## START Supplied information
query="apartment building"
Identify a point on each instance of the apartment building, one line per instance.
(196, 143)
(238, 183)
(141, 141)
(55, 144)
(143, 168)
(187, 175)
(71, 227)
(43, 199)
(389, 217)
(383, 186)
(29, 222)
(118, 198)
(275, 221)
## END Supplied information
▶ _Your instructions_: Please find every line in the records above that contains the word "building", and copy each of those lines.

▶ _Result of this exercise_:
query="apartment building"
Identify a point on each instance of the apartment building, one line per instance.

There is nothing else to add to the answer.